▸ What to produce
Exactly as written, transcribe the lines that run from the one containing "Each instance of the roadside" to the end of the records below.

▸ Extracted records
▬▬▬
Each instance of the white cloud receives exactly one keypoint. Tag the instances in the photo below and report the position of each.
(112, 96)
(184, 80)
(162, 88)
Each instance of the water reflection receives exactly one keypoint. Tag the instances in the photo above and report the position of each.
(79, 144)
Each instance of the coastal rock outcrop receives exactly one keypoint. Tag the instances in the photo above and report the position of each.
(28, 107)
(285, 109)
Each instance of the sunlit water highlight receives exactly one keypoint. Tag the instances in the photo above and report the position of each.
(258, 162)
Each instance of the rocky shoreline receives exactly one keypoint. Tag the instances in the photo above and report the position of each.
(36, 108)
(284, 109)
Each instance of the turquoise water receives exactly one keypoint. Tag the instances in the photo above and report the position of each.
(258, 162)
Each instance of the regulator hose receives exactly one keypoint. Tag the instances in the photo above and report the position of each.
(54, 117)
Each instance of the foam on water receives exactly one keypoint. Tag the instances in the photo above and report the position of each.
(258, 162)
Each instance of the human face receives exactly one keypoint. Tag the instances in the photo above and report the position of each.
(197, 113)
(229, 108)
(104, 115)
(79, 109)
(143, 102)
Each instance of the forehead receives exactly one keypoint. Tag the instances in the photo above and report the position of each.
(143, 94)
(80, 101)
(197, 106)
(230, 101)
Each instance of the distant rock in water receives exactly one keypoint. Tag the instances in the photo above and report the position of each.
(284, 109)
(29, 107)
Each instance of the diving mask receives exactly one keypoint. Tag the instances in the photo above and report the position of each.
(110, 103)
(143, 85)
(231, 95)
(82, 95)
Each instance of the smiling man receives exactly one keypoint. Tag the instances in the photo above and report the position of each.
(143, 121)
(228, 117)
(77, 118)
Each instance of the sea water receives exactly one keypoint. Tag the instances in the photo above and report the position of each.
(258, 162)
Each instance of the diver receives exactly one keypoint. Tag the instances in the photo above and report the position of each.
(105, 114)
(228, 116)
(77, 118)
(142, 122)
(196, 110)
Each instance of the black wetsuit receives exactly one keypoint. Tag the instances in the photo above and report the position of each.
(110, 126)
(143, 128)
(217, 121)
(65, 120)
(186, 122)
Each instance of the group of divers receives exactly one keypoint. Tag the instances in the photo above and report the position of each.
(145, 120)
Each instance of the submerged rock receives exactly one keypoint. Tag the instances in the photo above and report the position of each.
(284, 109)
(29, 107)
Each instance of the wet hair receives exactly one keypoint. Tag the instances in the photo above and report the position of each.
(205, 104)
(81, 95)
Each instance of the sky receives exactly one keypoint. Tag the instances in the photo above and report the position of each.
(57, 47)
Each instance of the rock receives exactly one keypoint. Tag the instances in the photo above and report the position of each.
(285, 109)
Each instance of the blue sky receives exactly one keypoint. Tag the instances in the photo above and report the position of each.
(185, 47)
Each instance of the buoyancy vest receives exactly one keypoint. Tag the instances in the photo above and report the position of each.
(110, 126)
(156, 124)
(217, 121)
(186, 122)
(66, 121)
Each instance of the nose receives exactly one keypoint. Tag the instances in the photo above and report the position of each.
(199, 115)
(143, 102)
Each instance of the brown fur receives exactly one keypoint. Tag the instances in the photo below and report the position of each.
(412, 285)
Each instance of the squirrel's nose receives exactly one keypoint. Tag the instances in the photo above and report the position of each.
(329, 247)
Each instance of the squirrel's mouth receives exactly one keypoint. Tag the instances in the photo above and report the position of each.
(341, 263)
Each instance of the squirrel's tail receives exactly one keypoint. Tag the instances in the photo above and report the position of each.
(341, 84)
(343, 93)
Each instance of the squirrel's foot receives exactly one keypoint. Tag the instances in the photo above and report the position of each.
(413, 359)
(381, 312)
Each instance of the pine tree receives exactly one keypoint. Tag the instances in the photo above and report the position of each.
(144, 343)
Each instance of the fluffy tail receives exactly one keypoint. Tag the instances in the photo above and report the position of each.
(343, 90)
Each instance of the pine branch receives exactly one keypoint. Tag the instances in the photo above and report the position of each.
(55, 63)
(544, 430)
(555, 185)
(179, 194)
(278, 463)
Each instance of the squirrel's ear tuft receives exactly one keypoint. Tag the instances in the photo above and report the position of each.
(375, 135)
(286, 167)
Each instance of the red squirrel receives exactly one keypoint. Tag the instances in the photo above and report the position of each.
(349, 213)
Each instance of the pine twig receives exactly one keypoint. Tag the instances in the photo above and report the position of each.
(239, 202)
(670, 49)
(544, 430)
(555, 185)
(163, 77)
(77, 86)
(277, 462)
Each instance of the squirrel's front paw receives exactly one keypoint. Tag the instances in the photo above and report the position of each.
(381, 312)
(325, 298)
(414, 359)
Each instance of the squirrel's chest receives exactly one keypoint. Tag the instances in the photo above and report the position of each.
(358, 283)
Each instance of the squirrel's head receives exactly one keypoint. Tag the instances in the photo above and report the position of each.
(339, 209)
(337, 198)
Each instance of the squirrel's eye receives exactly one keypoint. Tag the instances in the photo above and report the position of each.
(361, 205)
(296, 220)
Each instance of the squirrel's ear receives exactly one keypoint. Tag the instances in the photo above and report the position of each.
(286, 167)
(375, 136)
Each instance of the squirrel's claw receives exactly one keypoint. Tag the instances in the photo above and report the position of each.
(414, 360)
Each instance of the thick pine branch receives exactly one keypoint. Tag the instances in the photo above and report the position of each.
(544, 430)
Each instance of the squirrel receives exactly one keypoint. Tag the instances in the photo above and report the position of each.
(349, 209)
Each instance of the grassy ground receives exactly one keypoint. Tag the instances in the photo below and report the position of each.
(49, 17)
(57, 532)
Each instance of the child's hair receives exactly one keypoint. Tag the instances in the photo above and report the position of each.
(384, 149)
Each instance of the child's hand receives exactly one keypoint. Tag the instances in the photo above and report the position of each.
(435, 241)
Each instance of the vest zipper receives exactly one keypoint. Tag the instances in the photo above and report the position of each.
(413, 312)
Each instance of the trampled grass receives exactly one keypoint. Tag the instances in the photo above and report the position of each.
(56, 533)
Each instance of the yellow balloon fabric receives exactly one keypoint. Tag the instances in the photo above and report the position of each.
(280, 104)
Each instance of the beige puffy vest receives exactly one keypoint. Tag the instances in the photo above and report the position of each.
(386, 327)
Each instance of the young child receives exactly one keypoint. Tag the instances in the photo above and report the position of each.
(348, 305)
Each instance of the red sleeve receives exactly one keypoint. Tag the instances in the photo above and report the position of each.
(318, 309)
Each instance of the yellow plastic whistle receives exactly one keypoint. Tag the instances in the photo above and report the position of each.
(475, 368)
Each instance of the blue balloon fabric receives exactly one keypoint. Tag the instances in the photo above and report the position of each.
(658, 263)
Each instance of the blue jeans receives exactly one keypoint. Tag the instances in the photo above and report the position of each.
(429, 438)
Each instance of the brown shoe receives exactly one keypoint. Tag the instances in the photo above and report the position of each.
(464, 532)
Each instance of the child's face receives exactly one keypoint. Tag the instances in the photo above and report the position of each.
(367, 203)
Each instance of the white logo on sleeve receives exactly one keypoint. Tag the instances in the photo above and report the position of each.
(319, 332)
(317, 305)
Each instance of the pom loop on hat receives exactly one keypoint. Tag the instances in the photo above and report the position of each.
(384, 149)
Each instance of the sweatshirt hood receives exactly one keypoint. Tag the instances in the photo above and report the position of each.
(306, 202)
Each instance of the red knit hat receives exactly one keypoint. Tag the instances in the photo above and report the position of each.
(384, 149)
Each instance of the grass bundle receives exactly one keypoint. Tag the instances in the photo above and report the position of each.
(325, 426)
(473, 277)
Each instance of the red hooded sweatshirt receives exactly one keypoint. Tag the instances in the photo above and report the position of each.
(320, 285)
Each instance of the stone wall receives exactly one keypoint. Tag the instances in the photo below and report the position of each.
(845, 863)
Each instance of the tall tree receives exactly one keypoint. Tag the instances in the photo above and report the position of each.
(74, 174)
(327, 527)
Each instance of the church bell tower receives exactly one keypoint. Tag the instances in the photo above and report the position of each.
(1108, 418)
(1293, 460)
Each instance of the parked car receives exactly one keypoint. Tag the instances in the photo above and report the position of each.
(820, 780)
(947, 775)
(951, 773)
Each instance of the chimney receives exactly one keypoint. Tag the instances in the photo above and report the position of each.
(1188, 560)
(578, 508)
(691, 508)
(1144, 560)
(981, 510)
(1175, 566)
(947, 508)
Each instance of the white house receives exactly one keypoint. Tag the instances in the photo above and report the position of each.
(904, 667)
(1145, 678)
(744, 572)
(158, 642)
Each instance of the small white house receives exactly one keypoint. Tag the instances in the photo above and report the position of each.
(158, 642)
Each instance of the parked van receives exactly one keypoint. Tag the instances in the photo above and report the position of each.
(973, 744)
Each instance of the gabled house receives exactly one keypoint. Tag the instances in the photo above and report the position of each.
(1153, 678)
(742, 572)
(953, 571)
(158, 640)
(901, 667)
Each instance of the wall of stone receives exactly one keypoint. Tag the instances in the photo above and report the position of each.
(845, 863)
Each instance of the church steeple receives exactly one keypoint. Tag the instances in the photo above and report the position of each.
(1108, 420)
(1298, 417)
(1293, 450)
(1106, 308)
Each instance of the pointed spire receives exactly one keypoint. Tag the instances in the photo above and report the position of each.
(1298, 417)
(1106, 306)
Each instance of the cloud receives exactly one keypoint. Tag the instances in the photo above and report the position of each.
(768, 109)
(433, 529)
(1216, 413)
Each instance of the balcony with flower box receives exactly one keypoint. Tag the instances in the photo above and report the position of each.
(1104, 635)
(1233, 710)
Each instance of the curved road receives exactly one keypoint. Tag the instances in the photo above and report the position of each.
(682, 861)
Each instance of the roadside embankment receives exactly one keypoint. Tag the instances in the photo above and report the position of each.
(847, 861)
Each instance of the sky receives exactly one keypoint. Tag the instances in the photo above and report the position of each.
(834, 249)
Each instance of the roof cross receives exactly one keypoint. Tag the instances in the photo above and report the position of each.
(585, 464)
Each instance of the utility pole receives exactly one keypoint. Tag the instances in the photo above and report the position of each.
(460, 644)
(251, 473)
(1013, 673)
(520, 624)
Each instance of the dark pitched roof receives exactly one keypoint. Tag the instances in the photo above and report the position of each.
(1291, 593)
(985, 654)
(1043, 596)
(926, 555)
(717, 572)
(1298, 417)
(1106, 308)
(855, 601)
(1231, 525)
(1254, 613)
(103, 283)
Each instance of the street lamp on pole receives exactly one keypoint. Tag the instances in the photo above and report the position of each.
▬▬▬
▸ Solution for this problem
Each instance of the roadside embankment receives exactly one keypoint. Tag the instances in the photo above and report the position of each.
(847, 861)
Each instance of the sky receives exactly one keypoint. Tag the instances in the photo above and report the position of each.
(834, 249)
Each instance of the roof cross receives exactly one keypoint. Tag the instances in the photo above and report the position of each.
(585, 464)
Each instance of the utility pole receives exactly one keypoint. Tag the instances in the photo above and report the position of each.
(460, 644)
(251, 473)
(1013, 673)
(520, 624)
Each instance of the dark pitched roof receives exactly one keypoint. Tag the instances in the photo above and report the position of each.
(1291, 593)
(985, 654)
(1043, 596)
(926, 555)
(717, 572)
(1298, 417)
(1106, 308)
(855, 601)
(1231, 525)
(1254, 613)
(103, 283)
Each instance of the street lamp on pole receives exactly one keypoint. Tag the instances in the photo above and report the position of each.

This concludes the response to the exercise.